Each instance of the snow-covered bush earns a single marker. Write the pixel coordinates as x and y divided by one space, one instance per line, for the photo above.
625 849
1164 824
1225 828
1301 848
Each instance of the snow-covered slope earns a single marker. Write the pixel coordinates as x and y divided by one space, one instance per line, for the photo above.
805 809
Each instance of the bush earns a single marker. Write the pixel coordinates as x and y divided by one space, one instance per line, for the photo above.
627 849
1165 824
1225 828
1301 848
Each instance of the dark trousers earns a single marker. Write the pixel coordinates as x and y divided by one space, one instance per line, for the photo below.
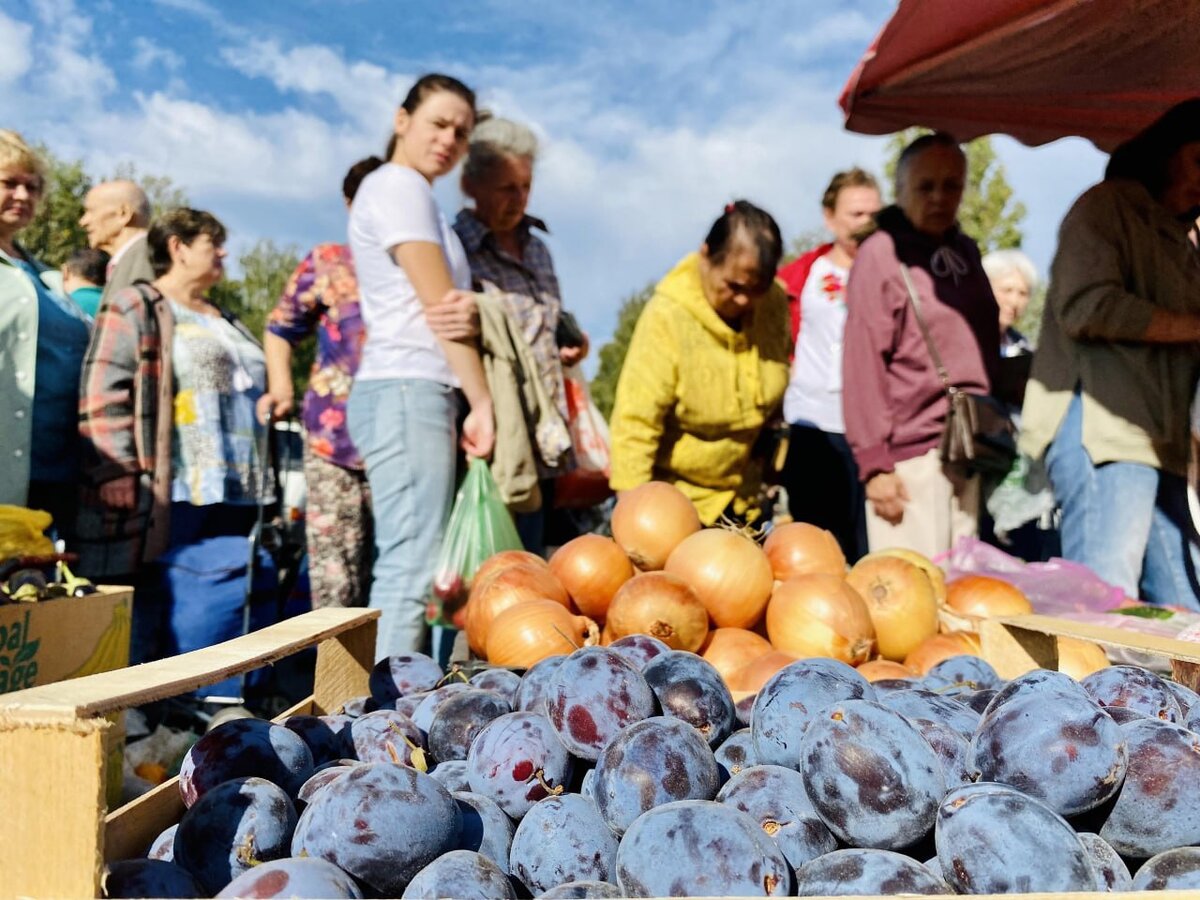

● WHAT YOU SHOULD DO: Rewrite all of the items above, changing "pixel coordinates" to "point coordinates" wherever it occurs and keeping everything else the same. Omit the pictures.

● ANSWER TO THIS PROBLEM:
Each instance of the snow-covered bush earns a single marker. Write the point coordinates as x and y divided by one space, one instance per line, for the photo above.
625 849
1164 824
1225 828
1301 848
Each instance of the snow-covered slope earns a single marker. Write the point coordinates as x and y divided by one space, one instance per line, for the photo above.
805 809
Each instance of the bush earns a single marker. Write the point coordinates as x and y divided by one space, one instance per line, for the photo above.
627 849
1165 824
1225 828
1301 848
Each instance of the dark trousers earns a single marker. Write the point coordinates as x and y divided by one space, one instance per line, for the photo below.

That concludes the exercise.